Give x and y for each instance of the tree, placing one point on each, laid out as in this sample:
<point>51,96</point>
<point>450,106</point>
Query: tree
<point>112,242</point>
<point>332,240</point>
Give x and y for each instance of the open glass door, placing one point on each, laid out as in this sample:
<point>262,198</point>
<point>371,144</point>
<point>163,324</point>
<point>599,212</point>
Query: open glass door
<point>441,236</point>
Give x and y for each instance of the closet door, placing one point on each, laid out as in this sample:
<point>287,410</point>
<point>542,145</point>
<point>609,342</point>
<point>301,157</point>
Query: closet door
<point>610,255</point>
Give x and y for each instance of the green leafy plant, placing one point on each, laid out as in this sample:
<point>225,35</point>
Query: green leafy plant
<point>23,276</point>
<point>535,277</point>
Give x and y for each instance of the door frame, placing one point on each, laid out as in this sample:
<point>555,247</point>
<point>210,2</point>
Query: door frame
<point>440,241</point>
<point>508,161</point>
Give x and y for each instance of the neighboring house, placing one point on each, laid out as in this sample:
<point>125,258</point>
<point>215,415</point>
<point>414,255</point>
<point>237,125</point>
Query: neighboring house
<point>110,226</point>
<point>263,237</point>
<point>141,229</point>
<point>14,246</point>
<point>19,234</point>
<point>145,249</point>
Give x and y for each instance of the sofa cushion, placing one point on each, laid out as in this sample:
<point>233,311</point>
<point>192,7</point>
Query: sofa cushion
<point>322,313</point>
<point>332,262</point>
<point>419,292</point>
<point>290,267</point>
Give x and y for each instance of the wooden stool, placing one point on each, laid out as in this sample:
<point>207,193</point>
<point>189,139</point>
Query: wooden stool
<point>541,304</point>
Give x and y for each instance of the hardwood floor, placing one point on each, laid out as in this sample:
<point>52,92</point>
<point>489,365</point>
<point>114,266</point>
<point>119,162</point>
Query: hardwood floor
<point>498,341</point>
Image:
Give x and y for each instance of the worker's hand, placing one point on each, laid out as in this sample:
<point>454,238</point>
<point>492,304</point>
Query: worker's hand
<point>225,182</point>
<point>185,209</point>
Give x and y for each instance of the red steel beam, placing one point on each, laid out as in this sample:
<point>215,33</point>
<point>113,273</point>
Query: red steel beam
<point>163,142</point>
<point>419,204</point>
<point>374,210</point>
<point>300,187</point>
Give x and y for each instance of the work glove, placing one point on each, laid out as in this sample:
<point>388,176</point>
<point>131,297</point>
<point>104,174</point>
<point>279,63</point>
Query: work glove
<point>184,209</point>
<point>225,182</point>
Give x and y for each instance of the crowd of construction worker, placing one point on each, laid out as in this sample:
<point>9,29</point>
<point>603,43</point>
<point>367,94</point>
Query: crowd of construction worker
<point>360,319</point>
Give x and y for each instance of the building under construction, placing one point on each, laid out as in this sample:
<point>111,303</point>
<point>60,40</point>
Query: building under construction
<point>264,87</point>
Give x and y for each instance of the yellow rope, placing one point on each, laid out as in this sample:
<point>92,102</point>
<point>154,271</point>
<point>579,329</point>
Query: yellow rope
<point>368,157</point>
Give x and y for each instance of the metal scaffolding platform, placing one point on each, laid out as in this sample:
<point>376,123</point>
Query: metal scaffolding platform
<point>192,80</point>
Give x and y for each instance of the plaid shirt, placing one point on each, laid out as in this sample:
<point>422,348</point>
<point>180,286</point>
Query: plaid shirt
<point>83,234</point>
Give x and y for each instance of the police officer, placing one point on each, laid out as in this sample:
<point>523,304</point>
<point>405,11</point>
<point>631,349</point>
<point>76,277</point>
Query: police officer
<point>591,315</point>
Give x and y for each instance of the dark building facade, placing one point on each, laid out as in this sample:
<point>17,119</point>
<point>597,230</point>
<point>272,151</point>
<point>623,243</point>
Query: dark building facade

____________________

*Task prompt:* Every line of the listing should be repeated exactly.

*Answer below:*
Give x and y for each instance of the tree, placing one point on each, laid out as in this sample:
<point>51,96</point>
<point>450,106</point>
Query: tree
<point>112,242</point>
<point>332,240</point>
Give x and y for each instance of the open glass door, placing one point on each, laid out as in this sample:
<point>262,198</point>
<point>371,144</point>
<point>163,324</point>
<point>599,212</point>
Query: open glass door
<point>441,236</point>
Give x and y for each instance of the closet door, placing one point on each, laid out as in this sample:
<point>287,410</point>
<point>542,145</point>
<point>609,342</point>
<point>301,157</point>
Query: closet door
<point>610,255</point>
Give x and y for each instance of the green leafy plant, placing one point on each, laid out as in this sample:
<point>225,35</point>
Query: green leafy plant
<point>23,276</point>
<point>535,277</point>
Give x and y for each instance of the door frame, placing one point on each, laid out as in this sample:
<point>555,247</point>
<point>210,2</point>
Query: door frame
<point>440,241</point>
<point>508,161</point>
Give x and y for each instance of the neighboring house, placing one point on each, laid out as in this sample:
<point>125,258</point>
<point>215,415</point>
<point>414,255</point>
<point>237,125</point>
Query: neighboring house
<point>110,226</point>
<point>263,237</point>
<point>141,229</point>
<point>14,246</point>
<point>19,234</point>
<point>145,249</point>
Give x and y for each instance of the sofa cushion, placing one point on each, laid out as in this sample:
<point>233,311</point>
<point>192,7</point>
Query: sofa cushion
<point>322,313</point>
<point>332,262</point>
<point>419,292</point>
<point>290,267</point>
Give x and y for each instance of the wooden stool, placing one point on each, laid out as in this sample:
<point>207,193</point>
<point>189,139</point>
Query: wooden stool
<point>541,304</point>
Give x and y for each instance of the hardwood floor, placing one point on each, laid out as in this sample:
<point>52,92</point>
<point>489,365</point>
<point>114,266</point>
<point>119,162</point>
Query: hardwood floor
<point>498,341</point>
Image:
Give x and y for each instance of the worker's hand, placing one point on each, laid out as in this sample:
<point>454,238</point>
<point>492,304</point>
Query: worker's hand
<point>225,182</point>
<point>185,209</point>
Give x and y for each instance of the red steel beam, placing one point on each, laid out as in this sample:
<point>215,33</point>
<point>113,273</point>
Query: red steel beam
<point>163,142</point>
<point>419,204</point>
<point>374,210</point>
<point>300,187</point>
Give x and y for each instance of the work glove, placing one point on each, laid out as in this sample:
<point>388,176</point>
<point>131,297</point>
<point>104,174</point>
<point>279,63</point>
Query: work glove
<point>184,209</point>
<point>225,182</point>
Give x and y for each instance of the crowd of construction worker, placing one point on each, laid out as in this sample:
<point>9,29</point>
<point>603,43</point>
<point>367,94</point>
Query: crowd of construction worker
<point>360,319</point>
Give x and y for each instance of the building under construction, placing one point on each, laid out as in this sample:
<point>111,303</point>
<point>60,40</point>
Query: building under construction
<point>264,87</point>
Give x and y for each instance of the yellow rope, placing one point on each, laid out as in this sample:
<point>92,102</point>
<point>154,271</point>
<point>579,329</point>
Query: yellow rope
<point>368,157</point>
Give x and y for each instance of the metal scaffolding platform, placing one point on each, laid out as in this sample:
<point>376,123</point>
Query: metal scaffolding platform
<point>192,80</point>
Give x and y for each instance of the plaid shirt, placing one point on each, laid out as in this sample:
<point>422,348</point>
<point>180,286</point>
Query: plaid shirt
<point>83,234</point>
Give x and y for each instance of the police officer, placing one point on each, laid out as in this sample:
<point>523,304</point>
<point>405,11</point>
<point>631,349</point>
<point>76,277</point>
Query: police officer
<point>591,315</point>
Give x and y for each instance of the dark building facade, placing one point on each, laid out as in this sample:
<point>17,119</point>
<point>597,230</point>
<point>272,151</point>
<point>623,243</point>
Query: dark building facade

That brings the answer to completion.